• _Dataset excerpts_:
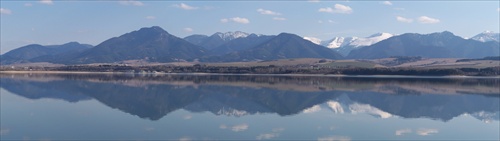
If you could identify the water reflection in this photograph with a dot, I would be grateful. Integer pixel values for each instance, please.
(153, 97)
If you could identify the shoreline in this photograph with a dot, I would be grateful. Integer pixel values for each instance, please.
(254, 74)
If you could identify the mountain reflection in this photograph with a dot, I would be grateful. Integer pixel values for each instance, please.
(154, 96)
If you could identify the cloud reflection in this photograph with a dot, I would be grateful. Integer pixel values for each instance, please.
(426, 131)
(235, 128)
(402, 131)
(240, 127)
(266, 136)
(186, 117)
(334, 138)
(313, 109)
(4, 131)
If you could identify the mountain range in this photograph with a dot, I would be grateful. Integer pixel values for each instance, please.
(435, 45)
(154, 44)
(434, 99)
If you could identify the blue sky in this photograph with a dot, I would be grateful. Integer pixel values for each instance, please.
(56, 22)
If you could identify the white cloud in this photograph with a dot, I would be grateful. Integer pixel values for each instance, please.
(187, 29)
(185, 139)
(425, 132)
(314, 108)
(328, 10)
(334, 138)
(267, 12)
(49, 2)
(236, 19)
(403, 19)
(427, 20)
(186, 117)
(402, 131)
(240, 127)
(5, 11)
(131, 2)
(4, 131)
(337, 8)
(150, 17)
(185, 6)
(387, 3)
(279, 18)
(267, 136)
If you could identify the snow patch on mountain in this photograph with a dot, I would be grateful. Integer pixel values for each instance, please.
(227, 36)
(375, 38)
(339, 42)
(487, 36)
(314, 40)
(344, 45)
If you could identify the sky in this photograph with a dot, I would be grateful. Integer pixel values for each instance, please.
(50, 22)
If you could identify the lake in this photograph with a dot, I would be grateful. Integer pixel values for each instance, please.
(247, 107)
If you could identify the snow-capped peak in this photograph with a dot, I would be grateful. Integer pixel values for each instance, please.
(314, 40)
(339, 42)
(344, 45)
(375, 38)
(232, 35)
(487, 36)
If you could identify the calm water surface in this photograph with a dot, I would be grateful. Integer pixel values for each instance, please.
(214, 107)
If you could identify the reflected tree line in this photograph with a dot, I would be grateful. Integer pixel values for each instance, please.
(272, 69)
(154, 96)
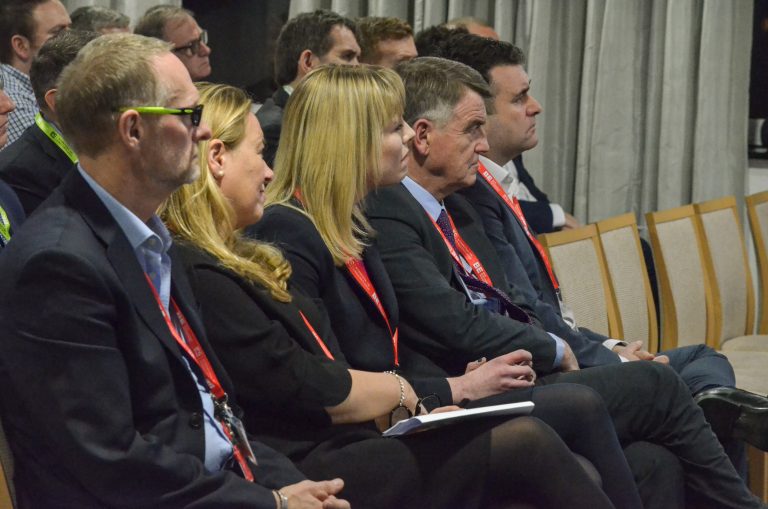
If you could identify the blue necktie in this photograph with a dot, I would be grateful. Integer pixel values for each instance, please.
(513, 311)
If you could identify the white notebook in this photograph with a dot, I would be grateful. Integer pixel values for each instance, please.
(423, 422)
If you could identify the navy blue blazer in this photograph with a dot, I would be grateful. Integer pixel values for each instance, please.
(97, 400)
(33, 166)
(537, 213)
(437, 318)
(526, 273)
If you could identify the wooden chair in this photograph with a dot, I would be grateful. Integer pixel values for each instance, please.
(578, 261)
(688, 314)
(683, 283)
(625, 264)
(757, 212)
(727, 265)
(7, 492)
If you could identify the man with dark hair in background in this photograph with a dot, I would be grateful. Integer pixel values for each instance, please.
(94, 18)
(40, 159)
(385, 41)
(25, 25)
(178, 26)
(308, 40)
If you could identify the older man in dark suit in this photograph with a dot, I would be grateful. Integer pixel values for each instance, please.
(110, 395)
(456, 305)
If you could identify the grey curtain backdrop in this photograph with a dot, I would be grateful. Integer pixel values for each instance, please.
(645, 101)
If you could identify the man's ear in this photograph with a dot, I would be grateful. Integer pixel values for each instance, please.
(21, 47)
(50, 100)
(130, 129)
(422, 129)
(307, 62)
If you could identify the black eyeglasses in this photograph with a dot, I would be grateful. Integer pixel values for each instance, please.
(423, 406)
(195, 112)
(193, 48)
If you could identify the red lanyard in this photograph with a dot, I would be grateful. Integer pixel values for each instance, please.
(317, 337)
(465, 251)
(514, 205)
(357, 269)
(195, 352)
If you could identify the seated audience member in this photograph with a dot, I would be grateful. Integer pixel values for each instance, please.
(178, 26)
(385, 41)
(474, 26)
(307, 41)
(40, 159)
(293, 383)
(430, 41)
(11, 212)
(109, 393)
(456, 306)
(24, 26)
(94, 18)
(511, 130)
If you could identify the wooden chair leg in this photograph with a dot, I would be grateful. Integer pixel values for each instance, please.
(758, 472)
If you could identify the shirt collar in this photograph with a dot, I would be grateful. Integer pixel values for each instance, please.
(425, 199)
(137, 231)
(500, 173)
(15, 73)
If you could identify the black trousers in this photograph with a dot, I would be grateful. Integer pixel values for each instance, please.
(649, 402)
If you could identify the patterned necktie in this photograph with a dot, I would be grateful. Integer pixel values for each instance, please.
(513, 311)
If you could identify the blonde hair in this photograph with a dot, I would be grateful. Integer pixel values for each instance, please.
(329, 150)
(110, 72)
(201, 215)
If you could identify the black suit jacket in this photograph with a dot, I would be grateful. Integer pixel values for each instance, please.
(270, 117)
(12, 207)
(435, 315)
(98, 404)
(537, 213)
(33, 166)
(284, 379)
(527, 274)
(361, 330)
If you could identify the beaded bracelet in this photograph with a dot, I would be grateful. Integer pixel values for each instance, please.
(401, 403)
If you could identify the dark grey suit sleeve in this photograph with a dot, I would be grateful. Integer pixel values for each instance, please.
(589, 350)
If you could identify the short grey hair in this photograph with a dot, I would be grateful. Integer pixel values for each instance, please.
(154, 21)
(434, 86)
(94, 18)
(110, 72)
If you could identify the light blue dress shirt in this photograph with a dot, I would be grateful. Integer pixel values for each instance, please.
(433, 207)
(150, 242)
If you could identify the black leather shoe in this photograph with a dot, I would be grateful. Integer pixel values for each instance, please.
(734, 413)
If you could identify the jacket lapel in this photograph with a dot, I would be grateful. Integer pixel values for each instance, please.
(120, 255)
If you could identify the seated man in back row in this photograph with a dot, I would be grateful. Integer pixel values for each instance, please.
(455, 305)
(109, 393)
(511, 130)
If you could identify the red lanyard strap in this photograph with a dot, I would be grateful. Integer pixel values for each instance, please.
(465, 251)
(230, 424)
(514, 205)
(360, 274)
(317, 337)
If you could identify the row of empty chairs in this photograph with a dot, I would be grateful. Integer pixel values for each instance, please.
(705, 287)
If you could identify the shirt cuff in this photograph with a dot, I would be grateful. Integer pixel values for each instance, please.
(558, 215)
(559, 350)
(610, 343)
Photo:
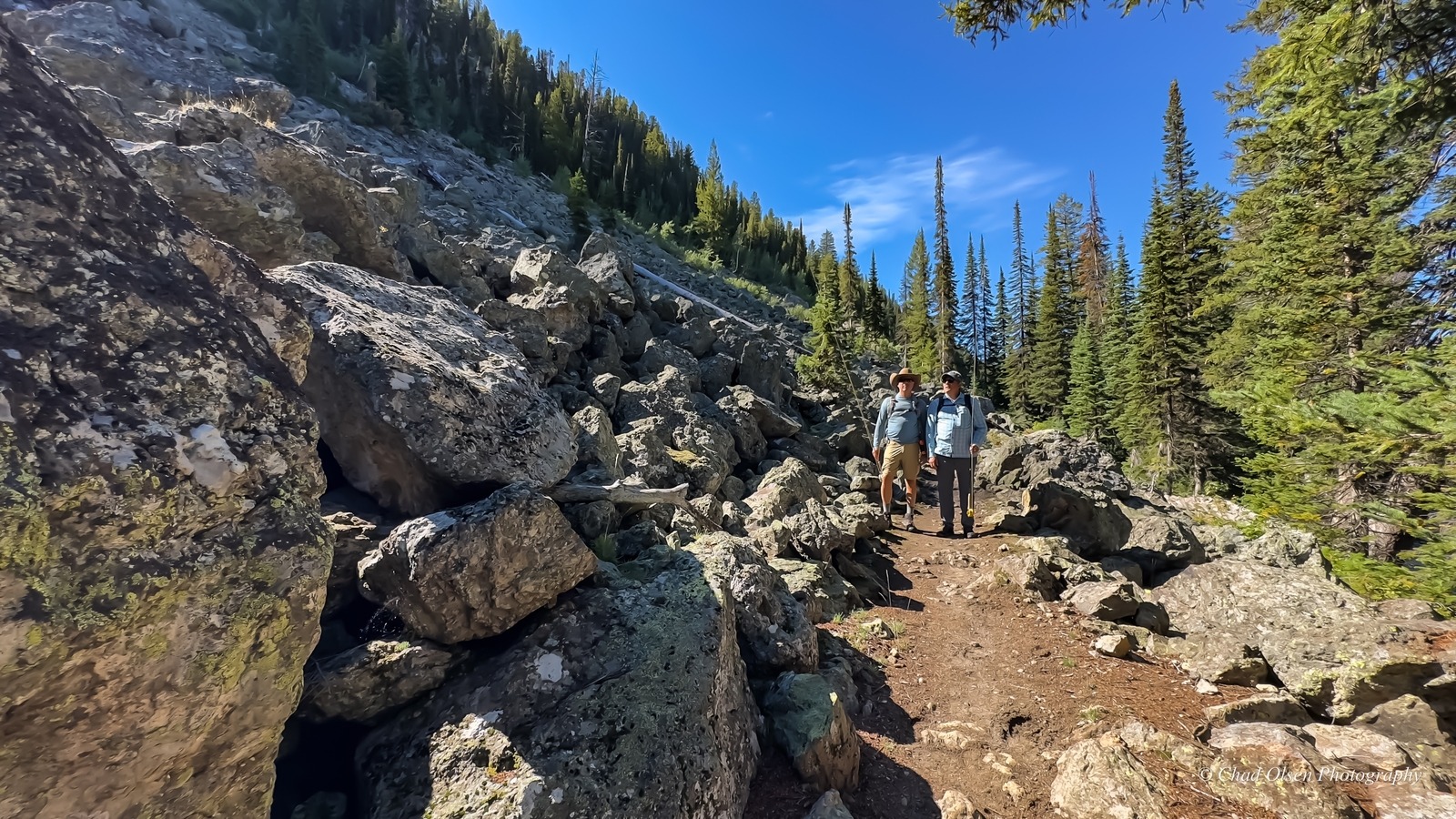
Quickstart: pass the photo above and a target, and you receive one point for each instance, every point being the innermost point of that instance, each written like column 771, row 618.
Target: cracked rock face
column 477, row 570
column 162, row 557
column 612, row 704
column 417, row 397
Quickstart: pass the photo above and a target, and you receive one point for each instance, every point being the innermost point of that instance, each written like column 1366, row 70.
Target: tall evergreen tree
column 919, row 331
column 875, row 307
column 944, row 278
column 1116, row 354
column 851, row 285
column 970, row 329
column 397, row 76
column 713, row 223
column 1347, row 219
column 1094, row 266
column 1056, row 312
column 1183, row 252
column 1016, row 363
column 1087, row 409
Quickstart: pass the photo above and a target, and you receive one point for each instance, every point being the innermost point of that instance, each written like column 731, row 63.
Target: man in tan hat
column 900, row 442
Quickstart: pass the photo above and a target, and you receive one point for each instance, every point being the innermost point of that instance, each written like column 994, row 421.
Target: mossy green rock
column 613, row 704
column 808, row 720
column 162, row 559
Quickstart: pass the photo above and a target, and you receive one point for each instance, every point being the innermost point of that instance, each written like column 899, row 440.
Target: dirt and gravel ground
column 1016, row 669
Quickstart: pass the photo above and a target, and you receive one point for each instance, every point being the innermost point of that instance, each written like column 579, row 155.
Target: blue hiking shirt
column 900, row 420
column 954, row 426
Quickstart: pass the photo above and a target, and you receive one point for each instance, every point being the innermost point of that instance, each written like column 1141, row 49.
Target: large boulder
column 774, row 632
column 1295, row 790
column 783, row 490
column 612, row 270
column 477, row 570
column 1104, row 601
column 417, row 397
column 1101, row 777
column 543, row 280
column 368, row 681
column 613, row 704
column 812, row 724
column 1052, row 455
column 1349, row 668
column 1249, row 599
column 772, row 421
column 162, row 555
column 220, row 187
column 823, row 593
column 761, row 369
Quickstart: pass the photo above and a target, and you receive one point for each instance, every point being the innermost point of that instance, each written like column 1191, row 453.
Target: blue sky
column 817, row 102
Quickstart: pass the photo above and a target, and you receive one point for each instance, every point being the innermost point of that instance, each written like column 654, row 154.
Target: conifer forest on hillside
column 1285, row 339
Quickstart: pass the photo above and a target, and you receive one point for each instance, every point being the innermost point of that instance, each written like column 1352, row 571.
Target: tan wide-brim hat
column 903, row 375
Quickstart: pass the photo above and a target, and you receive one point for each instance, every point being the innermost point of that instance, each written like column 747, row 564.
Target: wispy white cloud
column 895, row 196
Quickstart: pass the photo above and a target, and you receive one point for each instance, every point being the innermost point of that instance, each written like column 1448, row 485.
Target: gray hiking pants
column 958, row 471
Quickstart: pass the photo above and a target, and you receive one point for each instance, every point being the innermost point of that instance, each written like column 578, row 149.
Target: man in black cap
column 954, row 430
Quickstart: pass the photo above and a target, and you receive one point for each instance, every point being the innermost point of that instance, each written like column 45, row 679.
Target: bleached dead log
column 635, row 494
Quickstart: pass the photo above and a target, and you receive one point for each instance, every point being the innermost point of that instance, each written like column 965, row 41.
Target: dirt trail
column 1016, row 671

• _Exercise description_: Give back exactly the lines above starting at the line where "Target: blue sky" appears and ending at the line where "965, row 41." appears, both included, with no other lines.

• _Solution_:
Target: blue sky
column 817, row 102
Quickstart: pass the photo above and a target, and you receive one point for each instance, every point being the innermost point of that instance, each written like column 654, row 154.
Target: conifer forest on hillside
column 1285, row 339
Quickstart: pass the photo above and a target, and you receive one point for each instance, every point being the innermost point of that instance, each written like column 1352, row 571.
Target: tan wide-brim hat
column 903, row 375
Quickstart: pass the photo above and a target, and you receive one point for each instance, every point being the innermost point of that instance, each written like column 747, row 564.
Target: wispy white cloud
column 895, row 196
Quickstart: pass the photo above and a target, and you receive one point for each instance, every point being the innermost point of that instance, each written like column 1448, row 485.
Target: gray hiking pants
column 958, row 471
Quickstart: pass the photo above and a target, and you receive one point for each instance, every point being the innermost point of that instance, each written like column 578, row 149.
Target: man in black cap
column 954, row 430
Quickstart: pass the photo above and a target, and you receive one point for each instance, every point being the innermost point of that instance, each written like column 45, row 679.
Target: bleached dead log
column 635, row 494
Quickstart: pass the photo above and a target, and you receive one point for each instance, every point being the innermost point of that instance, each written like column 965, row 41.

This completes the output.